Exercise requirements = Gather every line from the entries below that contains the string "gabled", and list those lines in order.
* BEGIN Data entries *
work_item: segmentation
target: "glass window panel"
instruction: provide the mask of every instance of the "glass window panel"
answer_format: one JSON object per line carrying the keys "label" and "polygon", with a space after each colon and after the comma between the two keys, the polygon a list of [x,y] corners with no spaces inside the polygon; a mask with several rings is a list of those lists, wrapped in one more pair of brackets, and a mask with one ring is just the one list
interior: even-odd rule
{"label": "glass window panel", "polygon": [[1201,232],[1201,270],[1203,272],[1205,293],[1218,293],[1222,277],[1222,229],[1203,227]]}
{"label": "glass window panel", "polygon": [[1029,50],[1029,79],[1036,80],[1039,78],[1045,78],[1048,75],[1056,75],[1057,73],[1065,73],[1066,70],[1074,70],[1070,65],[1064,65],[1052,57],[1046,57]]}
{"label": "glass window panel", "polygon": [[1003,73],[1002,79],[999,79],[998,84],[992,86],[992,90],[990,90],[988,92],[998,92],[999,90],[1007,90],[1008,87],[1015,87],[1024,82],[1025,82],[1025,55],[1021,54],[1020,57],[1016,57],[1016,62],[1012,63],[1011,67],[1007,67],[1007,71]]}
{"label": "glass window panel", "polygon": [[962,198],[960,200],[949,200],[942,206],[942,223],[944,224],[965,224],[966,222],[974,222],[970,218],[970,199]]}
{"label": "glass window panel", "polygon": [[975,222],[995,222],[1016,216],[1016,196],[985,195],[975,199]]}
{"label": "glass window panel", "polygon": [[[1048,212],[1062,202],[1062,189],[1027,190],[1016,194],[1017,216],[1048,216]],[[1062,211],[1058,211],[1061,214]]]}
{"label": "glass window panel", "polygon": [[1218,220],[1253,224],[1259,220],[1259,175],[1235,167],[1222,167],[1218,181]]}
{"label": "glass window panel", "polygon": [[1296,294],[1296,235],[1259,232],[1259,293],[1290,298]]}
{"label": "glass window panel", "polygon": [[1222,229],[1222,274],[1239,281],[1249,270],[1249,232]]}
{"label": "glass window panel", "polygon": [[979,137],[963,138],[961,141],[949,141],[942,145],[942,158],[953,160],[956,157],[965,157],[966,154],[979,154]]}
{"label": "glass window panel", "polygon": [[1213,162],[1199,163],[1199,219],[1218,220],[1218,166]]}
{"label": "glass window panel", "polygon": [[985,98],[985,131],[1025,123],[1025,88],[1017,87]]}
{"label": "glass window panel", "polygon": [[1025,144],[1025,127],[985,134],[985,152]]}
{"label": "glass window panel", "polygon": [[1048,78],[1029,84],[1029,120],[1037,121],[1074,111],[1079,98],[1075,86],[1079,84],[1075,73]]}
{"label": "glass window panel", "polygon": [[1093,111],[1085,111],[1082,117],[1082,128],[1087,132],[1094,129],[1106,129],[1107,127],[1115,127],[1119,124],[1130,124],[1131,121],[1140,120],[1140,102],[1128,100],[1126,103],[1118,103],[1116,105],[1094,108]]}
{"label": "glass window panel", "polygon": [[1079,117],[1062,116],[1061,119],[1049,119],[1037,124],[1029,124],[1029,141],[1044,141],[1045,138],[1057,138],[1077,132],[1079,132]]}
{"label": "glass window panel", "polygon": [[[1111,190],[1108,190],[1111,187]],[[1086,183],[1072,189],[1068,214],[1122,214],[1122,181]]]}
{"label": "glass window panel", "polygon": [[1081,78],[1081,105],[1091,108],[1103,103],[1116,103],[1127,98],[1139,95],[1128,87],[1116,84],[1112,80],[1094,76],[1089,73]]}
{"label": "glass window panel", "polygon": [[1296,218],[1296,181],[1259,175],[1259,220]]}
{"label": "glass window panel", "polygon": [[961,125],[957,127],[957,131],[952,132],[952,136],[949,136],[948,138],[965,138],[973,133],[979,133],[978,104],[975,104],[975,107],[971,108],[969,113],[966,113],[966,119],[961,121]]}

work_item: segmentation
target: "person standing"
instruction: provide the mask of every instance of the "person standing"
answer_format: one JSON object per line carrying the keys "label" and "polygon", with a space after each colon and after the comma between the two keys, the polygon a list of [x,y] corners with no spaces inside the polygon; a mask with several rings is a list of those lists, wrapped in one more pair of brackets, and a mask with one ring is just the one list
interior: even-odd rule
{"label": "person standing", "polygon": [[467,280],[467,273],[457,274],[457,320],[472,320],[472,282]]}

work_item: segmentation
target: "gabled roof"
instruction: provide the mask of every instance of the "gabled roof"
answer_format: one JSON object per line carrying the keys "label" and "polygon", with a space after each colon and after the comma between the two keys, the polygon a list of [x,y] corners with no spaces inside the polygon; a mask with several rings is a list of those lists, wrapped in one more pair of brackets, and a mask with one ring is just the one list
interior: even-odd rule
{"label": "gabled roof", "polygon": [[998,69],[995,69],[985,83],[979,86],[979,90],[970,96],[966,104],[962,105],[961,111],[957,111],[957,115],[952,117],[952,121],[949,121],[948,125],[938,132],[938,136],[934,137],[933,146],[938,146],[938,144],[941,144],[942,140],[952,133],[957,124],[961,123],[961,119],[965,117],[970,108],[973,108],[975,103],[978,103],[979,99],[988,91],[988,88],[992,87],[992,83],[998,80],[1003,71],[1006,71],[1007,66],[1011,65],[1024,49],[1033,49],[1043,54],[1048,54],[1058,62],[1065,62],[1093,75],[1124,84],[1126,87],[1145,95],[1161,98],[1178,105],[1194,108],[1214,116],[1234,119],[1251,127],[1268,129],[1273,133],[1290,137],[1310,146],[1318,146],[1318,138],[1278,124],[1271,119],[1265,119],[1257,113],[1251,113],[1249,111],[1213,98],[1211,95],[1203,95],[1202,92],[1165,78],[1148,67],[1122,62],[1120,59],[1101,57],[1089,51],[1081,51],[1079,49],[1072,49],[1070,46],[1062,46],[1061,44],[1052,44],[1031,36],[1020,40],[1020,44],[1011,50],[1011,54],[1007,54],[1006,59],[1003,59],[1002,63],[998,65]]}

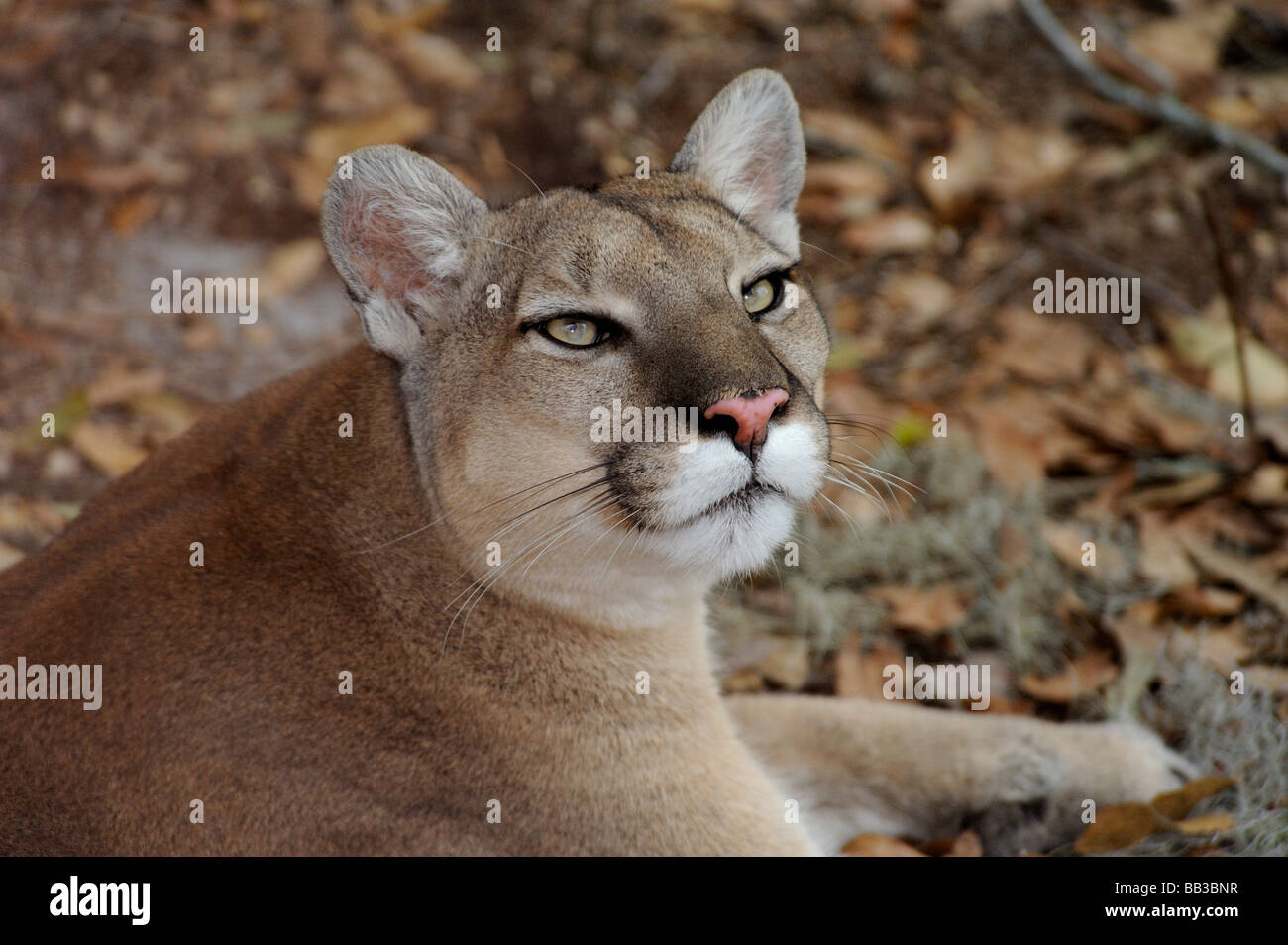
* END Data entries *
Task solution =
target: "gabled roof"
instruction: provide the mask of every instance of the "gabled roof"
{"label": "gabled roof", "polygon": [[998,69],[995,69],[985,83],[979,86],[979,90],[970,96],[966,104],[962,105],[961,111],[957,111],[957,115],[952,117],[952,121],[949,121],[948,125],[938,132],[938,136],[934,137],[933,146],[938,146],[938,144],[941,144],[942,140],[952,133],[957,124],[961,123],[961,119],[965,117],[970,108],[973,108],[975,103],[978,103],[979,99],[988,91],[988,88],[992,87],[992,83],[998,80],[1003,71],[1006,71],[1007,66],[1011,65],[1024,49],[1033,49],[1043,54],[1048,54],[1058,62],[1065,62],[1093,75],[1124,84],[1126,87],[1145,95],[1161,98],[1178,105],[1194,108],[1214,116],[1234,119],[1251,127],[1268,129],[1273,133],[1290,137],[1310,146],[1318,146],[1318,138],[1278,124],[1271,119],[1265,119],[1257,113],[1251,113],[1249,111],[1213,98],[1211,95],[1203,95],[1202,92],[1165,78],[1148,67],[1122,62],[1120,59],[1101,57],[1089,51],[1081,51],[1079,49],[1072,49],[1070,46],[1062,46],[1061,44],[1052,44],[1031,36],[1020,40],[1020,44],[1011,50],[1011,54],[1007,54],[1006,59],[1003,59],[1002,63],[998,65]]}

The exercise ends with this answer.